WHAT YOU NEED TO DO | Pick out each line in the listing below that contains the string "bokeh" and copy those lines. Uppercase and lowercase count as different letters.

DATASET EXCERPTS |
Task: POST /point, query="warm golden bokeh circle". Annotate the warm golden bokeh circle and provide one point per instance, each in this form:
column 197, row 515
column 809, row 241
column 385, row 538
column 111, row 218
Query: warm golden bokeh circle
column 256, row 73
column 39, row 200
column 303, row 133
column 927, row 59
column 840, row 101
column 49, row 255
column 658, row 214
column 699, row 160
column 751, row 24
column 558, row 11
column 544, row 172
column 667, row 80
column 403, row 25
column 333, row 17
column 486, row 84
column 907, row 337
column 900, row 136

SOLUTION TO THE PROBLEM |
Task: POST /point, query="warm golden bokeh circle". Annotate the warm golden bokeh circle and provide one point per instance, each in this form:
Query: warm golden bokeh circle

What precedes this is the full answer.